DIRECTIVE — Please render all of the material below as a numbered list, skipping any blank lines.
___ SOURCE RECORDS
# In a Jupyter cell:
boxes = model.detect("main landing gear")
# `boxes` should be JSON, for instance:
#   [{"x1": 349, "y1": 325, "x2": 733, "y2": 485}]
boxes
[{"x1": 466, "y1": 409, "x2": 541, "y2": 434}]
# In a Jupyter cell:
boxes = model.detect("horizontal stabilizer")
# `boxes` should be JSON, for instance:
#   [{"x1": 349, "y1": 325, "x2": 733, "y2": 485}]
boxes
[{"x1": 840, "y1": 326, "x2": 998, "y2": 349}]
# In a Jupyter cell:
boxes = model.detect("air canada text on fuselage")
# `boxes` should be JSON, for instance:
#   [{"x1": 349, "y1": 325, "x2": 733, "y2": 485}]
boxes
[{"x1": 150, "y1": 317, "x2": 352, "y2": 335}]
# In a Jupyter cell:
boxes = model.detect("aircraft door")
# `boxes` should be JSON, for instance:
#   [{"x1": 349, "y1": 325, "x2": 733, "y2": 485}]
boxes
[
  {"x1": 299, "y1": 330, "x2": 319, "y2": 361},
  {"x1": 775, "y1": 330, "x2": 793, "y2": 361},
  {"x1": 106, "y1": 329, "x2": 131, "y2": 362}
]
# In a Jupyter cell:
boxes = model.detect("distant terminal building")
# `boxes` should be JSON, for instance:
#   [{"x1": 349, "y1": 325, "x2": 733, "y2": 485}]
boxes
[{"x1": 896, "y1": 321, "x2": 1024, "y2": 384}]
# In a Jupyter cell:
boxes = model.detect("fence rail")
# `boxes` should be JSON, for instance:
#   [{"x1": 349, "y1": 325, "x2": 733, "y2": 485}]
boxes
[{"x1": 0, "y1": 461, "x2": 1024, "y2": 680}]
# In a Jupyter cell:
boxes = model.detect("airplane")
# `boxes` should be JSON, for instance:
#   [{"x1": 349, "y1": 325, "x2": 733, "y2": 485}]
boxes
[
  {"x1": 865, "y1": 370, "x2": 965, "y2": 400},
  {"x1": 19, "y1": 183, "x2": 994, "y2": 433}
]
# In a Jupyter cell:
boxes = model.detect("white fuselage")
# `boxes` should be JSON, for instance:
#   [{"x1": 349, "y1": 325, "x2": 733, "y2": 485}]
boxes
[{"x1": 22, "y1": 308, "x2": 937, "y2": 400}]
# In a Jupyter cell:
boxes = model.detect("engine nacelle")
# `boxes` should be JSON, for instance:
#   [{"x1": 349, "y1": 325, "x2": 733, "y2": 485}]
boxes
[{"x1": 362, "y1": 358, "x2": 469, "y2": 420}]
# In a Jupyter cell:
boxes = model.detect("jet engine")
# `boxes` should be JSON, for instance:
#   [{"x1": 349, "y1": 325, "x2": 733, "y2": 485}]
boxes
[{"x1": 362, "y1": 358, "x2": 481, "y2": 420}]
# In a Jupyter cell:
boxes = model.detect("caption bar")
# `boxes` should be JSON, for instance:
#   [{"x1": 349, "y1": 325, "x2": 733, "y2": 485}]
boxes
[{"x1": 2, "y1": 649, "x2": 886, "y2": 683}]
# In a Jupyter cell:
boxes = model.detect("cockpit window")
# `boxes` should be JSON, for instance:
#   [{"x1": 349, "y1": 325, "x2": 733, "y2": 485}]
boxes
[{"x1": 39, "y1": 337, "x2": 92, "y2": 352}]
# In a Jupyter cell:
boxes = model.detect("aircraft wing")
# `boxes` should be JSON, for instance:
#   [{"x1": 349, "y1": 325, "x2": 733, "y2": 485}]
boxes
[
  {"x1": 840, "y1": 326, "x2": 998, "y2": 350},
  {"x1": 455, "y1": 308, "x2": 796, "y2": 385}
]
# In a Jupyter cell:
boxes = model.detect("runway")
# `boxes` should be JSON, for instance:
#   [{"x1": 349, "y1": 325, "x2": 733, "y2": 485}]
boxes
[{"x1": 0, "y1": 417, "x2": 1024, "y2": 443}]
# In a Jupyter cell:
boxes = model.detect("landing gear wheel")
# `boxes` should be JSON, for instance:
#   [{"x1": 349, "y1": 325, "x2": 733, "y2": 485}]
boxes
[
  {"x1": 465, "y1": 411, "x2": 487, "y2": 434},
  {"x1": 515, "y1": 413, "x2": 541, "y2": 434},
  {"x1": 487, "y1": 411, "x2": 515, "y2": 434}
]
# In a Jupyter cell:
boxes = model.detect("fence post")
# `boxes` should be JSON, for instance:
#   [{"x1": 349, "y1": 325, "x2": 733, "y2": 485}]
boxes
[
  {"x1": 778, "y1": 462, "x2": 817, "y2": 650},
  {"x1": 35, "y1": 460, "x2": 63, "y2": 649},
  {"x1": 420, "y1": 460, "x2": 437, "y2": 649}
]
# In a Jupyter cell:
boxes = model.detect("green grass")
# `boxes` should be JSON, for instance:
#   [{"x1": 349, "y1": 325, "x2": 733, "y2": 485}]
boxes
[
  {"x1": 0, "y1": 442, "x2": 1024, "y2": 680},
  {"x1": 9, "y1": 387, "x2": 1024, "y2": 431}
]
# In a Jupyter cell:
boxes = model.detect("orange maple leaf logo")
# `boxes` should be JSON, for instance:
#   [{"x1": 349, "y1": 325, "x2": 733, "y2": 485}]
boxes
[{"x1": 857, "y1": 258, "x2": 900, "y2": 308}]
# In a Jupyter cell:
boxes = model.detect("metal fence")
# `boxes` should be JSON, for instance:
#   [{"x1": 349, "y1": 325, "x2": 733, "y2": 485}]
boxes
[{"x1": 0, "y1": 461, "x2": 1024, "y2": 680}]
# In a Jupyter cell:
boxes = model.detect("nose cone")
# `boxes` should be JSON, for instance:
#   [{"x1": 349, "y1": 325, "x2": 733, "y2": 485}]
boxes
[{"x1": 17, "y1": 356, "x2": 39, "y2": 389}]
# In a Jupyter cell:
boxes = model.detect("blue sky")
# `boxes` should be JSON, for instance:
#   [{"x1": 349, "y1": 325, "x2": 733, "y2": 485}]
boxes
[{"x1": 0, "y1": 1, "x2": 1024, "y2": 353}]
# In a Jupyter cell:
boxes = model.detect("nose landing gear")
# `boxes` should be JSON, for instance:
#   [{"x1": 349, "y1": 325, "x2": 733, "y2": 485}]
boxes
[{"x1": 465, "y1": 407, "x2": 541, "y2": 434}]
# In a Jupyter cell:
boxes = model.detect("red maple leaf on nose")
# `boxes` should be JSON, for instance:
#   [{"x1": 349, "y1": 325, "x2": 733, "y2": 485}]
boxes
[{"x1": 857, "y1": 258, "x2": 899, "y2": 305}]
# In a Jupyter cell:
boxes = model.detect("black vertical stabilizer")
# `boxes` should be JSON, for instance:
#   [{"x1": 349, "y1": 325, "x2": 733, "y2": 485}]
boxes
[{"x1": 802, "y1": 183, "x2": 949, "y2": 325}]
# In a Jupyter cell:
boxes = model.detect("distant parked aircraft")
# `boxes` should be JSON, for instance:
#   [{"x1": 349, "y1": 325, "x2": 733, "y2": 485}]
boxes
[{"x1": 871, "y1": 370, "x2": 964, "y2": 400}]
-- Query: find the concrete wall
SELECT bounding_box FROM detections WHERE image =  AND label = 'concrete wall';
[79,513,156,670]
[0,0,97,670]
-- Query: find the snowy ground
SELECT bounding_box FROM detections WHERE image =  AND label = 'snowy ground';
______
PROBLEM SOLUTION —
1. # In a Jupyter cell:
2. boxes = model.detect("main landing gear")
3. # `boxes` should be JSON, for instance:
4. #   [{"x1": 349, "y1": 325, "x2": 733, "y2": 485}]
5. boxes
6. [{"x1": 466, "y1": 409, "x2": 541, "y2": 434}]
7. # In a Jupyter cell:
8. boxes = model.detect("horizontal stabilizer")
9. # `boxes` should be JSON, for instance:
10. #   [{"x1": 349, "y1": 325, "x2": 733, "y2": 485}]
11. boxes
12. [{"x1": 840, "y1": 326, "x2": 998, "y2": 349}]
13. # In a Jupyter cell:
14. boxes = model.detect("air canada text on fuselage")
15. # `boxes` should be JSON, for instance:
16. #   [{"x1": 349, "y1": 325, "x2": 733, "y2": 485}]
17. boxes
18. [{"x1": 150, "y1": 317, "x2": 352, "y2": 335}]
19. # In a Jupyter cell:
20. boxes = model.detect("aircraft door")
21. # `boxes` should be JSON, for instance:
22. #   [{"x1": 349, "y1": 325, "x2": 733, "y2": 485}]
23. boxes
24. [
25.   {"x1": 299, "y1": 330, "x2": 319, "y2": 361},
26.   {"x1": 775, "y1": 330, "x2": 793, "y2": 361},
27.   {"x1": 106, "y1": 329, "x2": 131, "y2": 362}
28. ]
29. # In a Jupyter cell:
30. boxes = model.detect("distant terminal building")
31. # `boxes` should be JSON, for instance:
32. #   [{"x1": 349, "y1": 325, "x2": 733, "y2": 485}]
33. boxes
34. [{"x1": 896, "y1": 321, "x2": 1024, "y2": 384}]
35. # In a Jupyter cell:
36. boxes = model.detect("fence rail")
37. # `boxes` should be JSON, for instance:
38. #   [{"x1": 349, "y1": 325, "x2": 733, "y2": 485}]
39. boxes
40. [{"x1": 0, "y1": 461, "x2": 1024, "y2": 680}]
41. # In a Jupyter cell:
42. boxes = model.detect("airplane")
43. # `boxes` should be JSON, for instance:
44. #   [{"x1": 349, "y1": 325, "x2": 733, "y2": 485}]
45. boxes
46. [
47.   {"x1": 865, "y1": 370, "x2": 965, "y2": 400},
48.   {"x1": 19, "y1": 183, "x2": 994, "y2": 433}
49. ]
50. # In a Jupyter cell:
51. boxes = model.detect("white fuselage")
52. # `boxes` should be JSON, for instance:
53. #   [{"x1": 349, "y1": 325, "x2": 733, "y2": 485}]
54. boxes
55. [{"x1": 22, "y1": 308, "x2": 937, "y2": 400}]
56. # In a Jupyter cell:
57. boxes = model.detect("engine nacelle")
58. # `boxes` should be JSON, for instance:
59. #   [{"x1": 349, "y1": 325, "x2": 733, "y2": 485}]
60. boxes
61. [{"x1": 362, "y1": 358, "x2": 469, "y2": 420}]
62. # In a Jupyter cell:
63. boxes = model.detect("jet engine")
64. # `boxes` should be JSON, for instance:
65. #   [{"x1": 349, "y1": 325, "x2": 733, "y2": 485}]
66. boxes
67. [{"x1": 362, "y1": 358, "x2": 481, "y2": 420}]
68. # In a Jupyter cell:
69. boxes = model.detect("caption bar")
70. # `boxes` should be JSON, for instance:
71. #   [{"x1": 349, "y1": 325, "x2": 733, "y2": 485}]
72. boxes
73. [{"x1": 2, "y1": 649, "x2": 886, "y2": 683}]
74. # In a Jupyter cell:
75. boxes = model.detect("cockpit window")
76. # `boxes` should be JSON, for instance:
77. #   [{"x1": 349, "y1": 325, "x2": 733, "y2": 485}]
78. boxes
79. [{"x1": 39, "y1": 337, "x2": 92, "y2": 352}]
80. # In a Jupyter cell:
81. boxes = model.detect("aircraft wing")
82. # `boxes` should be JSON, for instance:
83. #   [{"x1": 349, "y1": 325, "x2": 733, "y2": 485}]
84. boxes
85. [
86.   {"x1": 840, "y1": 326, "x2": 998, "y2": 350},
87.   {"x1": 455, "y1": 308, "x2": 796, "y2": 385}
88. ]
89. # In a Jupyter cell:
90. boxes = model.detect("runway")
91. # `boxes` should be JSON, for instance:
92. #   [{"x1": 349, "y1": 325, "x2": 733, "y2": 485}]
93. boxes
94. [{"x1": 0, "y1": 417, "x2": 1024, "y2": 443}]
95. # In a Jupyter cell:
96. boxes = model.detect("landing gear wheel")
97. # `boxes` should be JSON, for instance:
98. #   [{"x1": 349, "y1": 325, "x2": 733, "y2": 485}]
99. boxes
100. [
101.   {"x1": 465, "y1": 411, "x2": 487, "y2": 434},
102.   {"x1": 515, "y1": 413, "x2": 541, "y2": 434},
103.   {"x1": 487, "y1": 411, "x2": 515, "y2": 434}
104. ]
105. # In a Jupyter cell:
106. boxes = model.detect("fence post")
107. # `boxes` should be JSON, for instance:
108. #   [{"x1": 349, "y1": 325, "x2": 733, "y2": 485}]
109. boxes
110. [
111.   {"x1": 778, "y1": 462, "x2": 817, "y2": 650},
112.   {"x1": 35, "y1": 460, "x2": 63, "y2": 649},
113.   {"x1": 420, "y1": 460, "x2": 437, "y2": 649}
114. ]
115. # In a Jupyter cell:
116. boxes = model.detect("green grass")
117. # `boxes` should be JSON, for instance:
118. #   [{"x1": 349, "y1": 325, "x2": 733, "y2": 485}]
119. boxes
120. [
121.   {"x1": 0, "y1": 442, "x2": 1024, "y2": 680},
122.   {"x1": 9, "y1": 387, "x2": 1024, "y2": 431}
123. ]
124. # In a Jupyter cell:
125. boxes = model.detect("orange maple leaf logo")
126. # `boxes` should be JSON, for instance:
127. #   [{"x1": 349, "y1": 325, "x2": 733, "y2": 485}]
128. boxes
129. [{"x1": 857, "y1": 258, "x2": 900, "y2": 308}]
130. # In a Jupyter cell:
131. boxes = model.detect("metal fence")
132. # `boxes` should be JSON, for instance:
133. #   [{"x1": 349, "y1": 325, "x2": 733, "y2": 485}]
134. boxes
135. [{"x1": 0, "y1": 461, "x2": 1024, "y2": 680}]
136. # In a Jupyter cell:
137. boxes = model.detect("nose cone")
138. # `boxes` should be JSON, for instance:
139. #   [{"x1": 349, "y1": 325, "x2": 733, "y2": 485}]
140. boxes
141. [{"x1": 17, "y1": 356, "x2": 39, "y2": 389}]
142. # In a Jupyter cell:
143. boxes = model.detect("blue sky")
144. # `boxes` should be JSON, for instance:
145. #   [{"x1": 349, "y1": 325, "x2": 733, "y2": 485}]
146. boxes
147. [{"x1": 0, "y1": 1, "x2": 1024, "y2": 353}]
148. # In a Jupyter cell:
149. boxes = model.detect("nose landing gear")
150. # `boxes` should be JSON, for instance:
151. #   [{"x1": 349, "y1": 325, "x2": 733, "y2": 485}]
152. boxes
153. [{"x1": 465, "y1": 407, "x2": 541, "y2": 434}]
154. # In a Jupyter cell:
155. boxes = model.detect("red maple leaf on nose")
156. # `boxes` should be JSON, for instance:
157. #   [{"x1": 349, "y1": 325, "x2": 733, "y2": 485}]
158. boxes
159. [{"x1": 857, "y1": 258, "x2": 899, "y2": 305}]
160. # In a Jupyter cell:
161. boxes = model.detect("black vertical stabilizer")
162. # `boxes` should be JSON, for instance:
163. #   [{"x1": 349, "y1": 325, "x2": 733, "y2": 485}]
164. boxes
165. [{"x1": 802, "y1": 183, "x2": 949, "y2": 325}]
166. # In a Jupyter cell:
167. boxes = model.detect("distant parked aircraft")
168. # `boxes` should be JSON, for instance:
169. #   [{"x1": 349, "y1": 325, "x2": 733, "y2": 485}]
170. boxes
171. [{"x1": 871, "y1": 370, "x2": 964, "y2": 400}]
172. -- Query: find the concrete wall
173. SELECT bounding_box FROM detections WHERE image =  AND label = 'concrete wall';
174. [79,513,156,670]
175. [0,0,97,670]
176. -- Query: find the snowy ground
177. SELECT bounding_box FROM detections WHERE image =  AND label = 'snowy ground';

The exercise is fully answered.